GB … aw man … yeah I would have you tearing up the floor, most likely laughing at your kung-fu moves trying to get the local buzzards off ya. Thank you for your support, I am good really … MLC [censored] and I have a front row seat but its more about that Hitch scene .. dancing in MY space and refraining from doing that Q-tip move lookin like a fool.
FY: I agree, I have seen her doing the work as of late … was not really seeing it before but again, not like I have a clue as to whats going on in her MLC noggin… none of us do right? I think it my biggest fault was thinking things continually progress, truth is, the longer I have been at this, the more I learn, the more I read .. I think the work is done in chunks, and there are breather periods in the middle … I realized today speaking to some vendors discussing the changes we have made here in the 2 years since I took over, I said “Quick changes never stick, slow and steady improvement has proven us great results and the team buying into it proves this approach” …. The same can be applied to us LBS dealing with MLC … I have no doubt in this. And yeah … you are also spot on, she is giving what she can, when she can. Knowing her .. if she is getting a clearer picture of things with the fog slowly lifting, the guilt must be tremendous and I do think it’s a big part of her runs back into Monster, easier to run and scream than to quietly accept you were a person you would not be proud of.
Last week was pretty quiet, till Friday night. I can not recall what started things but W decided to go Monster. I found myself in a good place and also discovered my truth dart game was in the zone. This did seem to get Monster a bit more riled up as she spewed her typical hateful things to which I brought up her pleading that she wanted to be my friend, and I restated aloud what she just said and asked “Who would ever want to be friends with anyone who said that to them?” I then calmly told her I would not be talked to in such a manner and I left for work.
It was a very surreal feeling, I realized a few things about myself this past week. First … its all about me and how I handle things like this, these tests .. I see them for what they are, she tests/temp checks/ reacts when I am not playing according to her rules, then she realizes she pushed to hard and pursues. As uR says .. round and round we go .. but with every cycle I get better, stronger and wiser. I also noticed I have her back in the detachment tank, like a fish .. I am safe and she can not hurt me there. I laughed that night as I thought, she really can not hurt me as I have not let her back in… she has already done all she ever could do and here I am, stronger for it. I see her and the things she says as projections, pointing out her own faults as she looks towards me. As I left Friday night she again said her go to “See we are Oil and Water, we just do not work”, Oil and Water that have been together for 25 years, she pressed the D key again hoping it was still one of my buttons, I calmly told her I do not agree, but she was free to file and I would sign if this is what it took for her to find happiness (the fact I was sincere when I said this seemed to 180 her mood), I then asked her why she did not press through the last 2 times over the past 2 years … we were not even together then, what held her back as it clearly was not me. Her mood changed and a soft “I don’t know” came out .. I softly told her “I would search my feelings on that, maybe there is something there” I left for work.

(Records from a data source)
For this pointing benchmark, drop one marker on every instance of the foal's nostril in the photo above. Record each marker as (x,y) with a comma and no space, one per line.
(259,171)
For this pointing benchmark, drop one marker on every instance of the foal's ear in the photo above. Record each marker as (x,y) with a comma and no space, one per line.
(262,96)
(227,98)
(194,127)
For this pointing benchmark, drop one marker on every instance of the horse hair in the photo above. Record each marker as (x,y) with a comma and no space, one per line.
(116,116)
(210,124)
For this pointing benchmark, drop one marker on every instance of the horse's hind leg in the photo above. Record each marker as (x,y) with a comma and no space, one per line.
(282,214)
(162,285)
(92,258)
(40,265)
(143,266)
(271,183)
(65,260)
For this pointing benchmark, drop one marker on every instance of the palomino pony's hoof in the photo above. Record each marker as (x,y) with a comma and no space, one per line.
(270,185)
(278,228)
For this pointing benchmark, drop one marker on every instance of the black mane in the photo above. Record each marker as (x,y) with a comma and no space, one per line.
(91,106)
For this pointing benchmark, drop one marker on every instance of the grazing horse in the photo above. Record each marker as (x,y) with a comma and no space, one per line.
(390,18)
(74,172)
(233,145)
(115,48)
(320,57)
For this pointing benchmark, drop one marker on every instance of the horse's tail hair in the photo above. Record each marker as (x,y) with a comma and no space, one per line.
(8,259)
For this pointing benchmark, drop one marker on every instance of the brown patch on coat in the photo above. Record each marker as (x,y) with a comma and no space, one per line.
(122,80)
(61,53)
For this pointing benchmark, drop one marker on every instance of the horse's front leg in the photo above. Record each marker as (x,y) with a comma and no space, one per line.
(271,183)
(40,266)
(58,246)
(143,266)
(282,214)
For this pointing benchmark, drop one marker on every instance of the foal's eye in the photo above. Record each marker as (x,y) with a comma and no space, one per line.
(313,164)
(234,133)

- [Written exercise A]: According to the passage about W, how long have the two people the writer calls Oil and Water been together?
- [Written exercise B]: Reproduce the part of the passage about W that opens with the words containing "Last week was" and closes with "and I left for work.".
- [Written exercise C]: Write the next part of the passage about W, picking up after its final sentence.

- [Task answer A]: They have been together for 25 years.

- [Task answer B]:
Last week was pretty quiet, till Friday night. I can not recall what started things but W decided to go Monster. I found myself in a good place and also discovered my truth dart game was in the zone. This did seem to get Monster a bit more riled up as she spewed her typical hateful things to which I brought up her pleading that she wanted to be my friend, and I restated aloud what she just said and asked “Who would ever want to be friends with anyone who said that to them?” I then calmly told her I would not be talked to in such a manner and I left for work.

- [Task answer C]:
Saturday she was Ms Happy/Nothing happened, I was a bit more reserved. I took S out for his Baseball Tryouts as W had a Hairstylist apt … evidently that was cancelled and she asked what we were going to do, I told her we made plans and I was not sure when we would be home …. I could have invited her but honestly I just wanted space, I think sometimes in this MLC thing we need it and I did not feel bad one bit. S had a great tryout, then we went and grabbed him a new glove for the new season (His old one needed to be put down!) After, S shared with me he was concerned about not getting a game for his B day .. as it comes out 2 weeks after, I winked and told him not to worry .. took him to Gamestop and we preordered it, I told him it was my gift to him, its paid for he has the receipt and once its out he just needs to get it… B day early in a way, but he has to wait till the release. After that we grabbed Jamba Juice and a Sub, had a nice little late lunch outside and talked boy stuff. We get home later and W is gone … S and I get settled and start a movie. W texted me she was getting her eyebrows …. Strung .. or something like that, whatever it was its new for her. I realized after replying ‘OK’ that angst of wondering if she is with OM or lying to me is gone, I am thankful for that .. .I think it stems from reading a bit and someone said something to the effect of you can not really do much about it … but you can take comfort in IF they are doing something like an OM/OW just know you will find out about it, not like BD when it’s a blindside, you now know its possible but have accepted at this point in your life if they do choose that you can do nothing about THEIR choice, and mine would be made for me, its really helped me to look at these things in this light.
Sunday … I went to church early. I used to wait for W but since she has wanted space, I have given it to her, nor do I want to pressure her to even go. I walk the dog around 7, make breakfast for S and I, and head out to chrch at 9. W takes her time and has been going at 10:45. After Church I went to the grocery store, ahd everything all done and put away by the time W and S were out of church. W calls me up asking if we were going to do the bike ride with S, we had discussed it but never really ‘Planned” it. I told her I would meet them but had to leave by 2. Was a nice little walk … still kind of limited talk with W, off in her own world. I went to a baby shower for a friend at 2, yes .. I Went as a Man .. to a Baby shower .. 180 and GAL wrapped into one. I even rode the Harley to completely throw the dogs off my scent. W informed me that she was going to the gym when I got back … more out of a “Oh well you are doing your thing I will do mine” type vibe .. again .. all good. Turns out she was asleep when I arrived home, S and I got together and watched our series. W woke … and ended up watching a movie with us.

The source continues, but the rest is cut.